- _Ejercicio escrito 1_: Reproduzca al pie de la letra todo el pasaje del artículo de opinión que va desde "El pasado fin" hasta "su fase neoliberal.".
- _Ejercicio escrito 2_: Traduzca al inglés la siguiente oración del artículo de opinión: "El pasado fin de semana se produjo un extraño fenómeno político."
- _Ejercicio escrito 3_:
Responda brevemente a las siguientes preguntas sobre el artículo de opinión:
(a) ¿A quién se atribuye la cita que encabeza el artículo de opinión?
(b) ¿En qué afán confluían los bloques ideológicos izquierda y derecha?
(c) ¿Qué acuerdo liquidaba la orden ejecutiva firmada en Washington por el nuevo presidente?

- _Fragmento de lectura_:
▽
Artículo de opinión de Rafael Cid

“El Pentágono ha sido el principal mecanismo  keynesiano del gobierno”

(Noam Chomsky)

“El Pentágono ha sido el principal mecanismo  keynesiano del gobierno”

(Noam Chomsky)

El pasado fin de semana se produjo un extraño fenómeno político. Los tradicionales y antagónicos  bloques ideológicos izquierda y derecha confluían en un mismo afán: tumbar la globalización. Cada uno por su lado, emitían voz y voto para frenar la trituradora de la internacionalización mercantil en marcha. Inició la ofensiva la izquierda movilizándose en muchas ciudades al grito de “¡Otoño resistencia. Ni CETA ni  TTIP”!  Y continuó en Washington con la firma de una orden ejecutiva por el nuevo presidente que liquidaba el TPP, el acuerdo transpacífico que junto con sus hermanos gemelos en el área europea y canadiense representaba la vanguardia de la expansión capitalista en su fase neoliberal.
△
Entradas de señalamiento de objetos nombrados
▽
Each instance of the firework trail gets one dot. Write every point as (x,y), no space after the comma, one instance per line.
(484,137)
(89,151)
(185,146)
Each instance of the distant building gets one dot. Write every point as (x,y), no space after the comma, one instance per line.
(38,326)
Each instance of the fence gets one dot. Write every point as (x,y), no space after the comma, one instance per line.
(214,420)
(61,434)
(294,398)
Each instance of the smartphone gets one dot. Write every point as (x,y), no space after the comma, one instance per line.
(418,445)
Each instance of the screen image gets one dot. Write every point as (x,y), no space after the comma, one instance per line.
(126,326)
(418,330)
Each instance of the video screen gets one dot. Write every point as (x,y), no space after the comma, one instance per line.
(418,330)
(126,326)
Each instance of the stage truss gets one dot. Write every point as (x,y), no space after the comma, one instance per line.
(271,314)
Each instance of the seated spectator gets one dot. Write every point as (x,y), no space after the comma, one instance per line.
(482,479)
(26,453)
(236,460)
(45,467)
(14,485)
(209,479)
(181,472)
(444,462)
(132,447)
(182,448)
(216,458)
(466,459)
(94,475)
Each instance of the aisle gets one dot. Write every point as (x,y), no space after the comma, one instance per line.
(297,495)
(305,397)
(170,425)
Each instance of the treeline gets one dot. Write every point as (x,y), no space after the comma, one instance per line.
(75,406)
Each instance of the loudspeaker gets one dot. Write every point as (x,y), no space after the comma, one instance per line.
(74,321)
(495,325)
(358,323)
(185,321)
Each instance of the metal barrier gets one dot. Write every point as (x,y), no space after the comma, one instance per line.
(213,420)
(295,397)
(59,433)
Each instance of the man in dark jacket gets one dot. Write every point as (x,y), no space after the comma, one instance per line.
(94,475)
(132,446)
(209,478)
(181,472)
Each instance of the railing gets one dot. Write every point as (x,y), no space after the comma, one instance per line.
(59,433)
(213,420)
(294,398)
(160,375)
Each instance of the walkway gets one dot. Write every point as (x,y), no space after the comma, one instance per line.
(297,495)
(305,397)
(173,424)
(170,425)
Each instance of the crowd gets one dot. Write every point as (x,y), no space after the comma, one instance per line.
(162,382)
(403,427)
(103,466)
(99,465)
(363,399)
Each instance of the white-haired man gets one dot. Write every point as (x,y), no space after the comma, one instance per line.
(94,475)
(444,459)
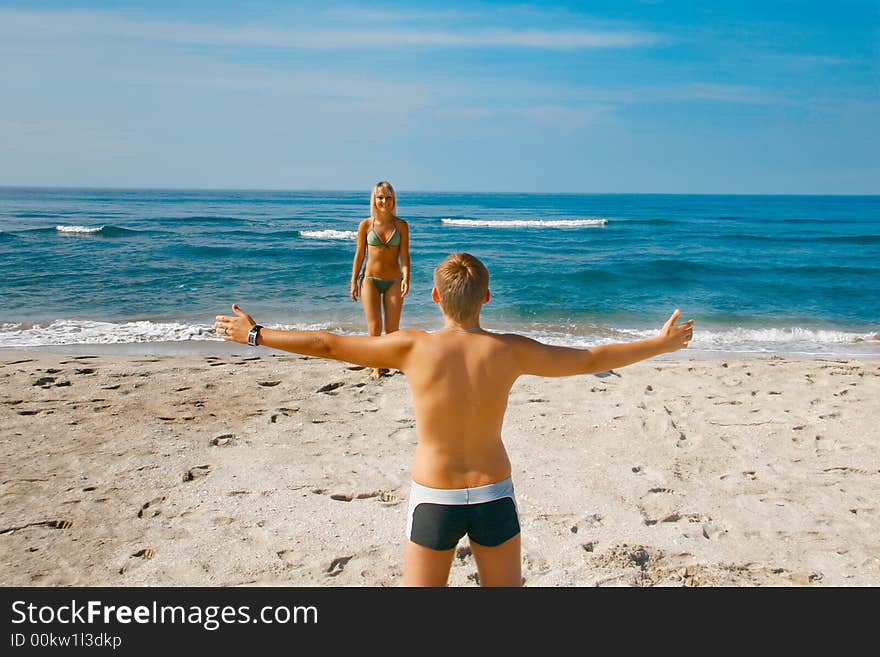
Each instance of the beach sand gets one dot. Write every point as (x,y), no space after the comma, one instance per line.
(270,469)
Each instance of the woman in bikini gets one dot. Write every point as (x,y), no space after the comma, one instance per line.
(383,239)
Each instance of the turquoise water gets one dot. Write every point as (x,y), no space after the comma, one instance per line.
(776,274)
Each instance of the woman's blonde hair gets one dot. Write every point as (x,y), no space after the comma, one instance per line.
(388,189)
(462,282)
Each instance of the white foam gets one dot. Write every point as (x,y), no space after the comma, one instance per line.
(69,331)
(525,223)
(329,234)
(79,229)
(733,340)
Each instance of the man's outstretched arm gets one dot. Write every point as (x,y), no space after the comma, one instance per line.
△
- _Resultado de la tarea 1_:
El pasado fin de semana se produjo un extraño fenómeno político. Los tradicionales y antagónicos  bloques ideológicos izquierda y derecha confluían en un mismo afán: tumbar la globalización. Cada uno por su lado, emitían voz y voto para frenar la trituradora de la internacionalización mercantil en marcha. Inició la ofensiva la izquierda movilizándose en muchas ciudades al grito de “¡Otoño resistencia. Ni CETA ni  TTIP”!  Y continuó en Washington con la firma de una orden ejecutiva por el nuevo presidente que liquidaba el TPP, el acuerdo transpacífico que junto con sus hermanos gemelos en el área europea y canadiense representaba la vanguardia de la expansión capitalista en su fase neoliberal.

- _Resultado de la tarea 2_: Last weekend, a strange political phenomenon took place.

- _Resultado de la tarea 3_:
(a) A Noam Chomsky.
(b) En tumbar la globalización.
(c) El TPP, el acuerdo transpacífico.